_Task description_
Output the entries again word for word, starting with the line that contains "like [[566, 529]]." and going on through the line that contains "[[259, 159], [61, 214]]", with both of those lines included.

_Dataset records_
§

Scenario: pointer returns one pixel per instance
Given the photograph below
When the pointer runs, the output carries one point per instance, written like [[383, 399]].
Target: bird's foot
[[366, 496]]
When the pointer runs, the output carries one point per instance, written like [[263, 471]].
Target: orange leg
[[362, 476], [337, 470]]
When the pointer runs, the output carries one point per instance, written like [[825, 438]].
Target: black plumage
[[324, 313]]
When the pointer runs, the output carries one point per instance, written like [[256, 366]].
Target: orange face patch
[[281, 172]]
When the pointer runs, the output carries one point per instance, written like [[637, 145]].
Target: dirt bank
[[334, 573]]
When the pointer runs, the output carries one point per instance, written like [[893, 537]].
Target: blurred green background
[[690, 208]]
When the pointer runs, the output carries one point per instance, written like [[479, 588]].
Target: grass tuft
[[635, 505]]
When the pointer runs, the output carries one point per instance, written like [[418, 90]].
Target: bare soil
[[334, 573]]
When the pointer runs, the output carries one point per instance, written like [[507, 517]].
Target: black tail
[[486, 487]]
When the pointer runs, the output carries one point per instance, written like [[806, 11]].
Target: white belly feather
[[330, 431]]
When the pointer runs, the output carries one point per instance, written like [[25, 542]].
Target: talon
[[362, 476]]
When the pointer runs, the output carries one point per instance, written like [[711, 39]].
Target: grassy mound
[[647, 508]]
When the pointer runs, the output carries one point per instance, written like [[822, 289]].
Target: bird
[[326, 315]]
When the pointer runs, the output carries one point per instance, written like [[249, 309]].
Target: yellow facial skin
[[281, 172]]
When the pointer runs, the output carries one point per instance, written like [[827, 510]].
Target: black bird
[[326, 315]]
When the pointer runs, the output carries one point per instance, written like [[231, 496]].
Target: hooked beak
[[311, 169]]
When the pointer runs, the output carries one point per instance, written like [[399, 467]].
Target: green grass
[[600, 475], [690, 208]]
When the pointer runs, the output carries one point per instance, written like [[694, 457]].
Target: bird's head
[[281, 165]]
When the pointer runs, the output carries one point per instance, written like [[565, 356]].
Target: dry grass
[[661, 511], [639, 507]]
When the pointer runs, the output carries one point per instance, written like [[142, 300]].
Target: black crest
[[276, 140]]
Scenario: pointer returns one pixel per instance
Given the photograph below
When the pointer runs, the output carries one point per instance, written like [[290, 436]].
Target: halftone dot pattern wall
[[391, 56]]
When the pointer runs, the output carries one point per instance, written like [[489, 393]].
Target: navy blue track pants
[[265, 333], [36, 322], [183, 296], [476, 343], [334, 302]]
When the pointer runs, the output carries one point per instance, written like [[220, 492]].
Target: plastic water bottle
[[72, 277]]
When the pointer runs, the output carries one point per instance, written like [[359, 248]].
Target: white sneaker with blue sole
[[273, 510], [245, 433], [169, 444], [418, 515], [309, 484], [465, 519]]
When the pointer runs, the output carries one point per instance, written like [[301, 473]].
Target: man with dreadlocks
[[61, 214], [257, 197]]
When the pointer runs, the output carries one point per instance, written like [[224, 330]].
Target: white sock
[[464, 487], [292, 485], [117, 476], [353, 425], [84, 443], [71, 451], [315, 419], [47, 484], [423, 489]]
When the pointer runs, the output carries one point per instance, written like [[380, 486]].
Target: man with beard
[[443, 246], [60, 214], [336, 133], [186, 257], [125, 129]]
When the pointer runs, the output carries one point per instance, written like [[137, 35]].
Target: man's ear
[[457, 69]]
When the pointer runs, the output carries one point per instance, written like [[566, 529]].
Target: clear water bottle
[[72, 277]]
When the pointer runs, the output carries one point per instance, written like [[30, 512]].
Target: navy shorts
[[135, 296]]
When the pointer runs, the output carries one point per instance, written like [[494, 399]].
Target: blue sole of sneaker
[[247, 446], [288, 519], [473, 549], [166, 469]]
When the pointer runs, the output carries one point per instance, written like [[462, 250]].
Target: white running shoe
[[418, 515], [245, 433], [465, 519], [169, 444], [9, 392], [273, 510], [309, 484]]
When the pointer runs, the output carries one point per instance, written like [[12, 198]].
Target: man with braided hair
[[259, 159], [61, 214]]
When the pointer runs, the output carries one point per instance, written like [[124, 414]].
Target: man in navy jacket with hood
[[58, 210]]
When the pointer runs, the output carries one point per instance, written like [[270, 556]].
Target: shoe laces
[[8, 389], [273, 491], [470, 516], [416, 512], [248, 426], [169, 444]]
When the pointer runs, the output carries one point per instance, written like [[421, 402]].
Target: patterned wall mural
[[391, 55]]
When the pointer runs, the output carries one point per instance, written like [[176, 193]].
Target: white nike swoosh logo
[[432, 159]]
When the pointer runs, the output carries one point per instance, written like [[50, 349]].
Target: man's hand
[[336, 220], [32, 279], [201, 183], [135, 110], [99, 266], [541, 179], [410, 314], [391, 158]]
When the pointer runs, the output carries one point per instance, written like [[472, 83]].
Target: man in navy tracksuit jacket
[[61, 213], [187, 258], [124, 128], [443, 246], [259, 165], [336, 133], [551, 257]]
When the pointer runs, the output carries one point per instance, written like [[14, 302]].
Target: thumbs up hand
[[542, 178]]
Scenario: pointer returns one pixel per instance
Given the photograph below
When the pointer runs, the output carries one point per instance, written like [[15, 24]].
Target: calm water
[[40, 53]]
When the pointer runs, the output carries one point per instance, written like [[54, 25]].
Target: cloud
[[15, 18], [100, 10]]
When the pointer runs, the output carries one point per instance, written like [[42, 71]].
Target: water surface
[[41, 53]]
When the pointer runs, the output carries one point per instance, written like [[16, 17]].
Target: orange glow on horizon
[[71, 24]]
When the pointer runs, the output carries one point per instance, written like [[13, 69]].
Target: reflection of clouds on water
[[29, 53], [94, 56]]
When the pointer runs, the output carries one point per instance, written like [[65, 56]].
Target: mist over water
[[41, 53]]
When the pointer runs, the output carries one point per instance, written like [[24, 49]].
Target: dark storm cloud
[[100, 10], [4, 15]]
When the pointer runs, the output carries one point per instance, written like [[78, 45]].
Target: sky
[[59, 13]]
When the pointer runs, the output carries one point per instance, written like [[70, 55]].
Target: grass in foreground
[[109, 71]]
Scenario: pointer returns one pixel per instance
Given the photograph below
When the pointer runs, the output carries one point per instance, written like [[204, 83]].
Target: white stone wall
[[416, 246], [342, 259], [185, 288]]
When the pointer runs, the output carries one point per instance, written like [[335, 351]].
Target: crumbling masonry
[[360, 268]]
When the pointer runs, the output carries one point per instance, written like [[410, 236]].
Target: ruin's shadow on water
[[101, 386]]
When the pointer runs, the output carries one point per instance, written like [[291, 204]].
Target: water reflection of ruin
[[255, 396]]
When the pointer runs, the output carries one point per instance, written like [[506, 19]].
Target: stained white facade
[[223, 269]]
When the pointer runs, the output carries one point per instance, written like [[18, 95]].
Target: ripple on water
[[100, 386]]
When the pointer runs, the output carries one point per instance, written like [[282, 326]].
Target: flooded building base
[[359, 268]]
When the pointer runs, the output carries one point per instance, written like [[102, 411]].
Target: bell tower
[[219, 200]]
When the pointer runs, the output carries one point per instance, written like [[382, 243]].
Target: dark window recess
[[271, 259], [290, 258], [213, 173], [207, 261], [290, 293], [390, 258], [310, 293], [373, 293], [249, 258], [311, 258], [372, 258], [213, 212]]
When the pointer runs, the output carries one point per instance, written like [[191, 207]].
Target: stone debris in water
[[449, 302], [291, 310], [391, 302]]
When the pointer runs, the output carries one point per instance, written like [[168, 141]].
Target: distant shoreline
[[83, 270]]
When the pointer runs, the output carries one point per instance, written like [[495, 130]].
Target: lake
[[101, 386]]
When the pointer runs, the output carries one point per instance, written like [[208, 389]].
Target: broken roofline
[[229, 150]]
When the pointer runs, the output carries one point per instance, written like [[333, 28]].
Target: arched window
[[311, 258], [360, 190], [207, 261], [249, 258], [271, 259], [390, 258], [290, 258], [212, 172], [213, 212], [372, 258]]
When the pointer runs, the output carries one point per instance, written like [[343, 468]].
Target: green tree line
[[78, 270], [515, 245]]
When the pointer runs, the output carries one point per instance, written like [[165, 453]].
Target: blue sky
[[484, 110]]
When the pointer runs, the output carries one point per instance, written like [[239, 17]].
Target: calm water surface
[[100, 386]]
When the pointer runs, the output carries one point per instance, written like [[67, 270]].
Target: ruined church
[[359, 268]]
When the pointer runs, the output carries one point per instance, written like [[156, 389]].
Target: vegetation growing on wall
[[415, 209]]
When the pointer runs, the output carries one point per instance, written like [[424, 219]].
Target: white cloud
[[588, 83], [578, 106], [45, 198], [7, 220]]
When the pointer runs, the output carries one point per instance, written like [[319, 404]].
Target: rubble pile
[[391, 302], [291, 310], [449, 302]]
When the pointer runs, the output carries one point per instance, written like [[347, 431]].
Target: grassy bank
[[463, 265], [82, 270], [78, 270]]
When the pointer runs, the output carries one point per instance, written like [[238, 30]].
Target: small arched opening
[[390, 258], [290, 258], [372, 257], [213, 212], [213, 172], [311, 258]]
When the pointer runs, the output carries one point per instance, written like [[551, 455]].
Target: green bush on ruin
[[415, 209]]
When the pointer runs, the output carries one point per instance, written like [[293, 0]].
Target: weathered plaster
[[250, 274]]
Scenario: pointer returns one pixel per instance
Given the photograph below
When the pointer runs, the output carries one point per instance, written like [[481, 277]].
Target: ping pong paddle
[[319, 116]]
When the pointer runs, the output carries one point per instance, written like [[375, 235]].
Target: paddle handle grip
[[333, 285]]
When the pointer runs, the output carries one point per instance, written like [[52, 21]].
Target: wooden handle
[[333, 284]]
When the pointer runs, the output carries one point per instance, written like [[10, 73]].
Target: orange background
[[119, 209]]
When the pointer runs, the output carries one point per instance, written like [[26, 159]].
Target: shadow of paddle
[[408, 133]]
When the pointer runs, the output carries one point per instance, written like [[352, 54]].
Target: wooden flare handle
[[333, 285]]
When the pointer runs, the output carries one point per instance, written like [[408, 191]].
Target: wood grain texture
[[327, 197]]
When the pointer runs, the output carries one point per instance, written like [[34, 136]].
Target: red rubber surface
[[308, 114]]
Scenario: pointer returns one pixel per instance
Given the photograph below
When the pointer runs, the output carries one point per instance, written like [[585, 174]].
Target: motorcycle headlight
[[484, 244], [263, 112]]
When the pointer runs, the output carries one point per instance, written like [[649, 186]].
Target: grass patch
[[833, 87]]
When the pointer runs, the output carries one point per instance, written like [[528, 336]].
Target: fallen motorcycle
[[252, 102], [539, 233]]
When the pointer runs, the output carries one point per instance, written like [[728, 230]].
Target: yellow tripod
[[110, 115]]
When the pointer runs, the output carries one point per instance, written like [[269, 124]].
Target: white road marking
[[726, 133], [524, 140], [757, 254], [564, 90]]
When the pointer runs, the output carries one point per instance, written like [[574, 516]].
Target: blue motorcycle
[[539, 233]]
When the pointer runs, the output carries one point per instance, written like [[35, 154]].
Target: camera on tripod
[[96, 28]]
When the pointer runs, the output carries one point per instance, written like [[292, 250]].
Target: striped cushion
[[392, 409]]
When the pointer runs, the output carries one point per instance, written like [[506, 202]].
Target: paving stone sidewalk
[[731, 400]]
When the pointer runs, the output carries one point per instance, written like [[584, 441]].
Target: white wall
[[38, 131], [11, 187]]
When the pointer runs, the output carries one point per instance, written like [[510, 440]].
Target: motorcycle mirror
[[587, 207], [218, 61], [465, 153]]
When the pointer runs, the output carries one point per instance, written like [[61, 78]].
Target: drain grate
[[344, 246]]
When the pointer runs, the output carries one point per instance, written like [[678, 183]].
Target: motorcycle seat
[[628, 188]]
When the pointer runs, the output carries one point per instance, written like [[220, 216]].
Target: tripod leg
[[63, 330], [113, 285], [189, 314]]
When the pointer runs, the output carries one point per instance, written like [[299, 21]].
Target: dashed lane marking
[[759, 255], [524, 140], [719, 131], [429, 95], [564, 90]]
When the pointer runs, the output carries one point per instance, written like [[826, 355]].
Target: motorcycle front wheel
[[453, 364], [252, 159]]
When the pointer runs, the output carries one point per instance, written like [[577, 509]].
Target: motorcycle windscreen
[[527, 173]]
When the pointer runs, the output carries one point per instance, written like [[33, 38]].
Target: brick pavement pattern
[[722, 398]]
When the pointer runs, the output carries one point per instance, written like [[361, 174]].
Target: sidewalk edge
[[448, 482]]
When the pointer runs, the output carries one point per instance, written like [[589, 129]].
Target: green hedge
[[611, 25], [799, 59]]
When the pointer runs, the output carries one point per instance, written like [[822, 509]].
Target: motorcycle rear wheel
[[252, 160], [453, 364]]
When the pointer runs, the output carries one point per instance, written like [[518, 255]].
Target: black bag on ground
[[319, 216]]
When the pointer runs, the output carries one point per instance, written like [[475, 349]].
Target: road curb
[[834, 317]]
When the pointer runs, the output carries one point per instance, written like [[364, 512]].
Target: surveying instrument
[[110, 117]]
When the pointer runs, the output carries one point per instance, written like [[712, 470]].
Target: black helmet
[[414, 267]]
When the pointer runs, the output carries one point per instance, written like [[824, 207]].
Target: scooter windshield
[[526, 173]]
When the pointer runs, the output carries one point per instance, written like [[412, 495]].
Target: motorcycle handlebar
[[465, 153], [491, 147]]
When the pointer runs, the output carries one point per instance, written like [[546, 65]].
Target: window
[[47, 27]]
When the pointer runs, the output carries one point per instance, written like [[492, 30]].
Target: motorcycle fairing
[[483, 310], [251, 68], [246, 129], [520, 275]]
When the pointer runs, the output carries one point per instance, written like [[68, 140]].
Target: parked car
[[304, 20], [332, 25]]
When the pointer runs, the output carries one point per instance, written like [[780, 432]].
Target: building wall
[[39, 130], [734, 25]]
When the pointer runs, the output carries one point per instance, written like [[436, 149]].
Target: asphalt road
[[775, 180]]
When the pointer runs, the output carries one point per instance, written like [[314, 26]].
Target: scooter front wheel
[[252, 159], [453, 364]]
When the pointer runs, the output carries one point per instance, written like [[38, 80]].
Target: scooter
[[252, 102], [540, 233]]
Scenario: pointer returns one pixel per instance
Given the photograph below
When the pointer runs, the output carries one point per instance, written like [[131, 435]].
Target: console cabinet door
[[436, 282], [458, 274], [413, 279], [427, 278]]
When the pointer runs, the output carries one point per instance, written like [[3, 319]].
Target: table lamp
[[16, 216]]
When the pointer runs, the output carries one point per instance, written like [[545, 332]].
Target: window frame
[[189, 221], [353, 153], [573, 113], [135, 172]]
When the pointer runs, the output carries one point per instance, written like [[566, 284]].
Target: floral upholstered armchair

§

_Task response_
When the pointer runs, the output carries one point per instance, written like [[566, 529]].
Target: clear water bottle
[[72, 277]]
When the pointer runs, the output carries one point per instance, written like [[30, 512]].
Target: navy shorts
[[135, 296]]
When the pointer runs, the output carries one point per instance, written like [[494, 399]].
Target: blue sole of sneaker
[[247, 446], [288, 519], [473, 549], [166, 469]]
When the pointer runs, the output carries one point per instance, written like [[462, 250]].
Target: white running shoe
[[418, 515], [245, 433], [465, 519], [169, 444], [9, 392], [273, 510], [309, 484]]
When the pointer runs, the output carries one point per instance, written like [[12, 198]].
Target: man with braided hair
[[259, 159], [61, 214]]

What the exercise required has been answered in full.